| The request |
Repeat every entry word for word, but leave the images out of your copy.
— Start of Exercise data —
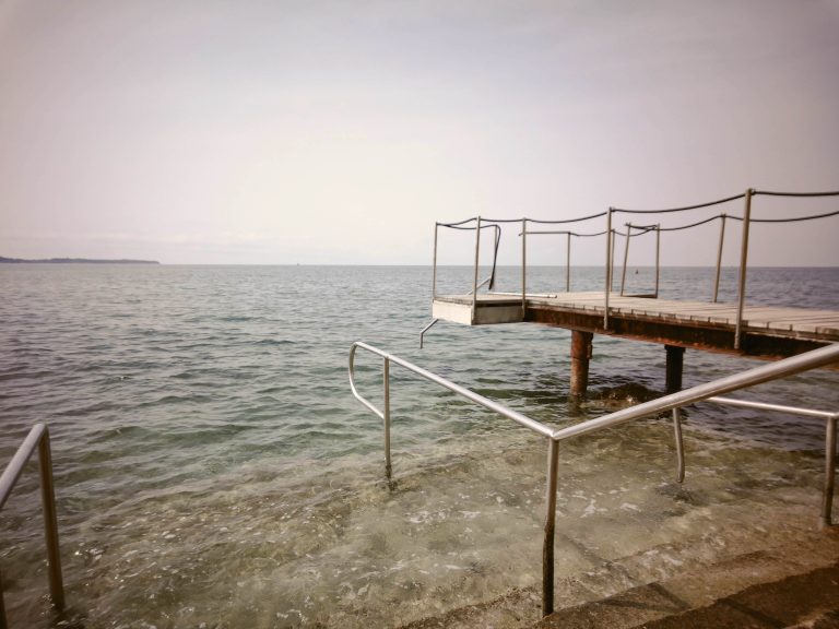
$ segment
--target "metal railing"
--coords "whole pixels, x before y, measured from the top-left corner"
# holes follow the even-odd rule
[[[355,354],[358,348],[370,352],[383,359],[383,391],[385,391],[385,405],[383,410],[377,408],[371,402],[365,399],[358,393],[355,385]],[[543,543],[543,559],[542,559],[542,614],[547,616],[553,613],[554,609],[554,537],[556,526],[556,491],[558,485],[558,461],[559,461],[559,442],[572,437],[580,437],[582,435],[589,435],[596,432],[604,428],[611,428],[619,424],[625,424],[634,419],[641,417],[648,417],[650,415],[657,415],[671,411],[673,413],[673,425],[676,437],[676,450],[677,450],[677,479],[684,477],[684,452],[682,446],[682,428],[678,419],[678,410],[683,406],[694,404],[701,401],[717,402],[721,404],[732,404],[740,406],[748,406],[752,408],[763,408],[768,411],[781,411],[785,413],[796,413],[801,415],[808,415],[813,417],[820,417],[826,419],[827,423],[827,437],[826,437],[826,453],[825,453],[825,487],[824,498],[822,506],[820,522],[823,525],[830,524],[831,508],[832,508],[832,492],[834,492],[834,475],[836,474],[836,423],[839,418],[839,413],[827,413],[822,411],[811,411],[804,408],[794,408],[791,406],[779,406],[775,404],[764,404],[758,402],[731,400],[721,397],[724,393],[730,393],[740,389],[754,387],[763,382],[770,380],[777,380],[779,378],[785,378],[816,369],[818,367],[825,367],[835,363],[839,363],[839,343],[813,349],[805,354],[784,358],[776,363],[768,365],[761,365],[747,371],[720,378],[712,382],[699,384],[692,389],[686,389],[677,393],[664,395],[650,402],[645,402],[629,408],[623,408],[616,411],[603,417],[595,419],[589,419],[580,424],[575,424],[566,428],[555,429],[551,426],[536,422],[523,415],[517,411],[507,408],[506,406],[498,404],[483,395],[470,391],[469,389],[456,384],[446,378],[437,376],[417,367],[416,365],[409,363],[398,356],[383,352],[377,347],[368,345],[366,343],[356,342],[353,343],[350,348],[350,388],[353,395],[373,413],[375,413],[383,422],[385,427],[385,468],[388,479],[392,477],[392,463],[390,455],[390,428],[391,428],[391,415],[390,415],[390,365],[391,363],[404,367],[405,369],[413,371],[417,376],[425,378],[432,382],[435,382],[459,395],[466,397],[475,402],[476,404],[494,411],[499,415],[503,415],[513,422],[533,430],[534,432],[545,437],[547,439],[547,490],[545,497],[546,514],[544,526],[544,543]]]
[[[734,322],[734,342],[733,342],[733,348],[734,349],[741,349],[743,345],[743,336],[745,334],[744,332],[744,317],[743,312],[745,309],[746,304],[746,281],[747,281],[747,271],[748,271],[748,244],[749,244],[749,234],[751,228],[753,224],[756,223],[793,223],[793,222],[801,222],[801,221],[812,221],[817,218],[826,218],[830,216],[837,216],[839,215],[839,210],[832,211],[832,212],[825,212],[816,215],[811,216],[792,216],[792,217],[785,217],[785,218],[757,218],[752,216],[752,205],[753,205],[753,198],[757,195],[768,195],[768,197],[788,197],[788,198],[815,198],[815,197],[837,197],[839,195],[839,191],[830,191],[830,192],[773,192],[773,191],[767,191],[767,190],[755,190],[754,188],[748,188],[744,193],[742,194],[735,194],[732,197],[728,197],[725,199],[719,199],[716,201],[710,201],[707,203],[699,203],[696,205],[686,205],[683,207],[667,207],[667,209],[659,209],[659,210],[626,210],[622,207],[608,207],[605,212],[601,212],[598,214],[592,214],[589,216],[580,216],[577,218],[568,218],[563,221],[541,221],[541,219],[533,219],[533,218],[482,218],[481,216],[476,218],[469,218],[465,221],[461,221],[459,223],[435,223],[434,228],[434,272],[433,272],[433,281],[432,281],[432,296],[433,299],[437,298],[437,241],[438,241],[438,232],[440,227],[447,227],[447,228],[453,228],[453,229],[475,229],[476,237],[475,237],[475,253],[474,253],[474,278],[472,282],[472,292],[470,295],[472,296],[472,320],[474,322],[474,311],[477,307],[477,289],[480,288],[477,283],[477,266],[478,266],[478,257],[480,257],[480,248],[481,248],[481,229],[485,229],[488,227],[496,227],[496,239],[495,239],[495,252],[493,258],[493,273],[495,273],[495,262],[497,261],[498,257],[498,241],[500,239],[500,225],[507,224],[507,223],[513,223],[513,224],[520,224],[521,230],[519,233],[519,236],[521,237],[521,304],[522,304],[522,312],[524,311],[527,307],[527,286],[528,286],[528,277],[527,277],[527,239],[529,235],[546,235],[546,234],[555,234],[555,235],[565,235],[567,238],[567,251],[566,251],[566,290],[570,290],[570,265],[571,265],[571,259],[570,259],[570,247],[571,247],[571,237],[592,237],[592,236],[606,236],[605,238],[605,290],[603,295],[603,328],[604,330],[608,330],[608,319],[611,314],[611,307],[610,307],[610,294],[614,292],[614,265],[615,265],[615,241],[616,236],[625,237],[625,248],[624,248],[624,263],[623,263],[623,270],[622,270],[622,278],[621,278],[621,295],[624,295],[625,290],[625,284],[626,284],[626,269],[627,269],[627,260],[628,260],[628,252],[629,252],[629,240],[634,237],[641,236],[643,234],[654,232],[655,233],[655,292],[654,296],[658,297],[659,294],[659,274],[660,274],[660,249],[661,249],[661,234],[662,232],[678,232],[683,229],[690,229],[694,227],[698,227],[700,225],[705,225],[706,223],[710,223],[712,221],[720,219],[721,226],[720,226],[720,236],[719,236],[719,244],[717,249],[717,256],[716,256],[716,273],[714,273],[714,280],[713,280],[713,293],[712,293],[712,302],[717,302],[718,295],[719,295],[719,286],[720,286],[720,276],[721,276],[721,269],[722,269],[722,253],[723,253],[723,246],[725,240],[725,225],[726,221],[740,221],[743,223],[743,234],[741,238],[741,245],[740,245],[740,254],[738,254],[738,268],[737,268],[737,297],[736,297],[736,318]],[[700,210],[705,207],[711,207],[716,206],[722,203],[729,203],[732,201],[737,200],[744,200],[744,207],[743,207],[743,215],[742,216],[735,216],[730,215],[725,213],[717,214],[710,217],[706,217],[704,219],[697,221],[695,223],[690,223],[688,225],[677,225],[677,226],[662,226],[661,223],[657,223],[653,225],[634,225],[633,223],[626,223],[626,233],[621,233],[613,228],[613,215],[615,214],[671,214],[671,213],[682,213],[687,212],[692,210]],[[531,229],[529,226],[531,225],[568,225],[571,223],[580,223],[580,222],[587,222],[587,221],[594,221],[600,219],[605,216],[606,219],[606,228],[602,232],[595,233],[595,234],[579,234],[571,230],[556,230],[556,229]],[[492,286],[491,286],[492,289]],[[645,295],[650,296],[650,295]]]
[[[56,609],[64,608],[64,584],[61,578],[61,555],[58,547],[58,520],[56,518],[56,492],[52,483],[52,453],[49,448],[49,430],[44,424],[33,426],[26,439],[15,452],[3,475],[0,476],[0,509],[3,508],[9,495],[14,489],[23,466],[38,450],[38,467],[40,471],[40,498],[44,506],[44,531],[47,542],[47,562],[49,565],[49,592]],[[5,607],[3,605],[3,588],[0,579],[0,629],[7,629]]]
— End of Exercise data —
| Answer to the problem |
$ segment
--target "metal railing"
--coords "whole pixels, x before y, measured from the top-left corner"
# holes follow the even-odd rule
[[[355,354],[358,348],[370,352],[383,359],[383,391],[385,391],[385,405],[383,410],[377,408],[371,402],[365,399],[358,393],[355,385]],[[543,543],[543,559],[542,559],[542,614],[547,616],[553,613],[554,609],[554,537],[556,526],[556,491],[558,485],[558,461],[559,461],[559,442],[572,437],[580,437],[582,435],[589,435],[596,432],[604,428],[611,428],[619,424],[625,424],[634,419],[641,417],[648,417],[650,415],[657,415],[671,411],[673,413],[673,425],[676,437],[676,450],[677,450],[677,479],[684,477],[684,452],[682,446],[682,428],[678,419],[678,410],[683,406],[694,404],[701,401],[717,402],[721,404],[732,404],[740,406],[748,406],[752,408],[763,408],[768,411],[781,411],[785,413],[796,413],[801,415],[808,415],[813,417],[820,417],[826,419],[827,423],[827,437],[826,437],[826,453],[825,453],[825,487],[824,498],[822,506],[820,522],[823,525],[830,524],[831,508],[832,508],[832,492],[834,492],[834,475],[836,474],[836,423],[839,418],[839,413],[827,413],[822,411],[811,411],[804,408],[794,408],[791,406],[779,406],[775,404],[764,404],[758,402],[731,400],[721,397],[724,393],[730,393],[740,389],[754,387],[763,382],[770,380],[777,380],[779,378],[785,378],[816,369],[818,367],[825,367],[835,363],[839,363],[839,343],[813,349],[805,354],[784,358],[776,363],[768,365],[761,365],[747,371],[720,378],[712,382],[699,384],[692,389],[686,389],[677,393],[664,395],[650,402],[645,402],[629,408],[623,408],[616,411],[603,417],[595,419],[589,419],[580,424],[575,424],[566,428],[555,429],[551,426],[536,422],[523,415],[517,411],[507,408],[506,406],[498,404],[483,395],[470,391],[469,389],[456,384],[446,378],[437,376],[417,367],[416,365],[409,363],[398,356],[383,352],[377,347],[368,345],[366,343],[356,342],[353,343],[350,348],[350,388],[353,395],[373,413],[375,413],[383,422],[385,427],[385,468],[388,479],[392,477],[392,463],[390,455],[390,428],[391,428],[391,415],[390,415],[390,365],[391,363],[404,367],[405,369],[413,371],[417,376],[425,378],[432,382],[435,382],[459,395],[466,397],[475,402],[476,404],[494,411],[499,415],[503,415],[513,422],[533,430],[534,432],[545,437],[547,439],[547,490],[545,497],[546,514],[544,526],[544,543]]]
[[[734,322],[734,342],[733,342],[733,348],[734,349],[741,349],[743,345],[743,336],[745,334],[744,332],[744,317],[743,312],[745,309],[746,304],[746,281],[747,281],[747,271],[748,271],[748,244],[749,244],[749,234],[751,228],[753,224],[756,223],[793,223],[793,222],[801,222],[801,221],[812,221],[817,218],[826,218],[830,216],[837,216],[839,215],[839,210],[832,211],[832,212],[825,212],[816,215],[811,216],[792,216],[792,217],[785,217],[785,218],[757,218],[752,216],[752,205],[753,205],[753,198],[757,195],[768,195],[768,197],[788,197],[788,198],[815,198],[815,197],[837,197],[839,195],[839,191],[830,191],[830,192],[773,192],[773,191],[767,191],[767,190],[755,190],[754,188],[748,188],[744,193],[742,194],[735,194],[732,197],[728,197],[725,199],[719,199],[716,201],[710,201],[707,203],[699,203],[696,205],[686,205],[683,207],[667,207],[667,209],[659,209],[659,210],[626,210],[622,207],[608,207],[605,212],[601,212],[598,214],[592,214],[589,216],[580,216],[577,218],[568,218],[563,221],[541,221],[541,219],[533,219],[533,218],[482,218],[481,216],[476,218],[469,218],[465,221],[461,221],[459,223],[435,223],[434,228],[434,272],[433,272],[433,281],[432,281],[432,296],[433,299],[437,298],[437,241],[438,241],[438,232],[440,227],[447,227],[447,228],[453,228],[453,229],[475,229],[476,237],[475,237],[475,253],[474,253],[474,278],[472,282],[472,292],[470,295],[472,296],[472,320],[474,322],[474,311],[477,307],[477,289],[480,288],[477,283],[477,266],[478,266],[478,257],[480,257],[480,248],[481,248],[481,229],[485,229],[488,227],[496,227],[496,239],[495,239],[495,252],[493,258],[493,273],[495,273],[495,262],[497,261],[498,257],[498,241],[500,239],[500,225],[507,224],[507,223],[513,223],[513,224],[520,224],[521,230],[519,233],[519,236],[521,237],[521,304],[522,304],[522,312],[524,311],[527,307],[527,286],[528,286],[528,277],[527,277],[527,239],[529,235],[546,235],[546,234],[555,234],[555,235],[565,235],[567,238],[567,251],[566,251],[566,290],[570,290],[570,265],[571,265],[571,259],[570,259],[570,247],[571,247],[571,237],[592,237],[592,236],[606,236],[605,238],[605,290],[603,295],[603,328],[604,330],[608,330],[608,319],[611,314],[611,307],[610,307],[610,294],[614,292],[614,265],[615,265],[615,241],[616,236],[625,237],[625,248],[624,248],[624,263],[623,263],[623,270],[622,270],[622,278],[621,278],[621,295],[624,295],[625,290],[625,284],[626,284],[626,269],[627,269],[627,260],[628,260],[628,252],[629,252],[629,240],[634,237],[641,236],[643,234],[654,232],[655,233],[655,292],[654,296],[658,297],[659,294],[659,274],[660,274],[660,249],[661,249],[661,234],[662,232],[678,232],[683,229],[690,229],[694,227],[698,227],[700,225],[705,225],[706,223],[710,223],[712,221],[720,219],[721,226],[720,226],[720,236],[719,236],[719,244],[717,249],[717,256],[716,256],[716,273],[714,273],[714,280],[713,280],[713,293],[712,293],[712,302],[717,302],[718,295],[719,295],[719,286],[720,286],[720,276],[721,276],[721,269],[722,269],[722,253],[723,253],[723,246],[725,240],[725,225],[726,221],[740,221],[743,223],[743,234],[741,238],[741,245],[740,245],[740,254],[738,254],[738,268],[737,268],[737,297],[736,297],[736,318]],[[700,210],[705,207],[711,207],[716,206],[722,203],[729,203],[732,201],[737,200],[744,200],[744,207],[743,207],[743,215],[742,216],[735,216],[730,215],[725,213],[717,214],[710,217],[706,217],[704,219],[697,221],[695,223],[690,223],[688,225],[677,225],[677,226],[662,226],[661,223],[657,223],[653,225],[634,225],[633,223],[626,223],[626,233],[621,233],[613,228],[613,215],[615,214],[671,214],[671,213],[682,213],[687,212],[692,210]],[[531,229],[529,226],[531,225],[568,225],[571,223],[580,223],[580,222],[587,222],[587,221],[594,221],[600,219],[605,216],[606,219],[606,228],[602,232],[595,233],[595,234],[579,234],[571,230],[556,230],[556,229]],[[492,286],[491,286],[492,289]],[[645,295],[650,296],[650,295]]]
[[[56,609],[64,608],[64,584],[61,578],[61,555],[58,547],[58,520],[56,518],[56,492],[52,483],[52,453],[49,448],[49,430],[44,424],[33,426],[26,439],[15,452],[3,475],[0,476],[0,509],[3,508],[9,495],[14,489],[23,466],[38,450],[38,467],[40,471],[40,498],[44,506],[44,531],[47,542],[47,562],[49,565],[49,592]],[[5,607],[3,605],[3,588],[0,579],[0,629],[7,629]]]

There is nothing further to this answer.